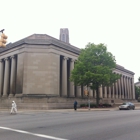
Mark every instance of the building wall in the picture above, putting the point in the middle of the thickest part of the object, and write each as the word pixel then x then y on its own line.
pixel 41 73
pixel 45 68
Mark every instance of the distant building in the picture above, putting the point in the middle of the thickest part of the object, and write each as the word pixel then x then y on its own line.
pixel 35 72
pixel 64 35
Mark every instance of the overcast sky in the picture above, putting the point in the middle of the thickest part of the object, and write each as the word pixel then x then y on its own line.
pixel 113 22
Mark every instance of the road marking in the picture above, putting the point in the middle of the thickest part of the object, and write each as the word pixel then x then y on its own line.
pixel 34 134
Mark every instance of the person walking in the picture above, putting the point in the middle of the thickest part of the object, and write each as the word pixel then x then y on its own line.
pixel 14 107
pixel 75 105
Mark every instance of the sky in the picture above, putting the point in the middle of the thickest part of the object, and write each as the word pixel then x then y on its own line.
pixel 116 23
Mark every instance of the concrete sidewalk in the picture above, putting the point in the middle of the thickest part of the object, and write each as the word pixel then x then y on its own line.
pixel 67 110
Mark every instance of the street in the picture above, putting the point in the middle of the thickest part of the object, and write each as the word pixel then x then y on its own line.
pixel 70 125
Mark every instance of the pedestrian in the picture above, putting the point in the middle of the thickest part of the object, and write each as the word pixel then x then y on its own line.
pixel 14 107
pixel 75 105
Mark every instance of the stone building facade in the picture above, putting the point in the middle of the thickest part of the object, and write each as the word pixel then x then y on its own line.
pixel 38 67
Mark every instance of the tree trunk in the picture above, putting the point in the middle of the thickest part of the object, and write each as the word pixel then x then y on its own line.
pixel 97 96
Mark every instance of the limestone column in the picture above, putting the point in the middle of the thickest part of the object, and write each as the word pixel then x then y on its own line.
pixel 90 92
pixel 109 92
pixel 133 89
pixel 6 78
pixel 12 79
pixel 113 91
pixel 105 92
pixel 116 88
pixel 1 76
pixel 78 91
pixel 71 83
pixel 119 88
pixel 101 92
pixel 64 76
pixel 95 94
pixel 122 86
pixel 128 88
pixel 125 83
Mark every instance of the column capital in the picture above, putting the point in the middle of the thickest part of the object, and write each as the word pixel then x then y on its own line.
pixel 72 60
pixel 13 56
pixel 5 58
pixel 65 58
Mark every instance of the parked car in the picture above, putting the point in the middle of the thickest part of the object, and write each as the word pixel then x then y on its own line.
pixel 127 105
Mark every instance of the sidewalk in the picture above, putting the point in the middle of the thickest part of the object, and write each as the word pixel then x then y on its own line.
pixel 67 110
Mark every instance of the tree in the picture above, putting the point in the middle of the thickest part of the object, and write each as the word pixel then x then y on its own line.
pixel 94 68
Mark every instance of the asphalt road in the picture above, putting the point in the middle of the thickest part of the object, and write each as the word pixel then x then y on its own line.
pixel 71 125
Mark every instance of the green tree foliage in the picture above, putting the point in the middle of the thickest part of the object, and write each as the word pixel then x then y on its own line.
pixel 94 68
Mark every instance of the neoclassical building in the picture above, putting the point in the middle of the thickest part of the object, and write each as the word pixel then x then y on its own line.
pixel 37 68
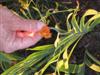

#### [DIRECTIVE]
Rewrite all the records with each "thickest part" replaced by "widest part" and everything else kept the same. Leave the pictures out.

#### [OUTPUT BELOW]
Mark every instance of the building wall in the picture above, putting the point in the middle of the widest part of the object, and write each as the word pixel then x then y on its own line.
pixel 41 73
pixel 45 68
Mark every instance of the distant building in the picture above, putting the point in the middle of the widest part of the object, and write each as the word pixel then x then y on its own line.
pixel 35 72
pixel 64 35
Mark every instance of the overcast sky in the picture above, putting the point in the middle of the widest part of the object, and write each as the word pixel then x then y on its own line.
pixel 113 22
Mark every instance of the road marking in the picture above, putting the point in the middle of the widest part of the object, and write each as the word pixel then x then y on its own line.
pixel 34 134
Mark every instance of the person walking in the picture above, putting the point in the middle of the widest part of the object, and write each as the word pixel then x then y on its own line.
pixel 14 107
pixel 75 105
Mark every instance of the sky in the picture above, putting the point in the middle of the widest part of the object, and write each as the word pixel then x then y on its own line.
pixel 116 23
Mark every instance of the concrete sidewalk in the picture above, putting the point in the middle of the widest part of the object, and write each as the word pixel then x then y on its own line.
pixel 67 110
Mark every instance of the street in the picture above, putting the point in the middle of the widest part of the object, and write each as the word pixel then x then y on its own line.
pixel 70 125
Mark every instance of the pedestrian in the picture above, putting the point in the middle of the widest part of the object, and write each as the word pixel then x then y on its own line.
pixel 14 107
pixel 75 105
Mark every instance of the stone building facade in the picture above, putting the point in the middle of the widest part of the object, and write each as the word pixel then x then y on its own line.
pixel 38 67
Mark every instance of the tree trunk in the picture above, putting the point in the middle of the widest part of the object, and write each as the word pixel then x then y on its own line.
pixel 97 96
Mark every instance of the limestone column in the picture above, putting the point in the middle of the widest part of the object, and write each as the word pixel then x then y on its own line.
pixel 90 92
pixel 109 92
pixel 133 89
pixel 6 78
pixel 12 79
pixel 113 91
pixel 105 92
pixel 116 88
pixel 1 76
pixel 78 91
pixel 71 83
pixel 119 88
pixel 101 92
pixel 64 76
pixel 95 94
pixel 122 86
pixel 128 88
pixel 125 83
Mark every instance of the column capital in the picture above, putting the point in the middle of the widest part of the object, and write each as the word pixel then x then y on its own line.
pixel 72 60
pixel 13 56
pixel 5 58
pixel 65 58
Mark every instance of the parked car in the picture above, putting the point in the middle of the widest part of the object, and write each as the word pixel then x then y on its own line.
pixel 127 105
Mark every instance of the sidewalk in the picture above, putting the point in the middle of the widest part of the object, and write each as the word pixel then x then y on its own line.
pixel 67 110
Mark every instance of the tree in the picture above, putting the point in the middle of the widest part of the object, and write each as the word pixel then x then y on its own line.
pixel 94 68
Mark every instance of the asphalt road in the picture above, putting the point in the middle of the widest part of the object, and write each as the word pixel then x then y on its own line.
pixel 71 125
Mark every instance of the green tree foliage in the picture above, putting the point in the middle of the widest part of the object, and write each as the word pixel then x then y on its own line.
pixel 94 68
Mark every instance of the neoclassical building in the picture above, putting the point in the middle of the widest part of the object, and write each as the word pixel then x then y on its own line.
pixel 37 68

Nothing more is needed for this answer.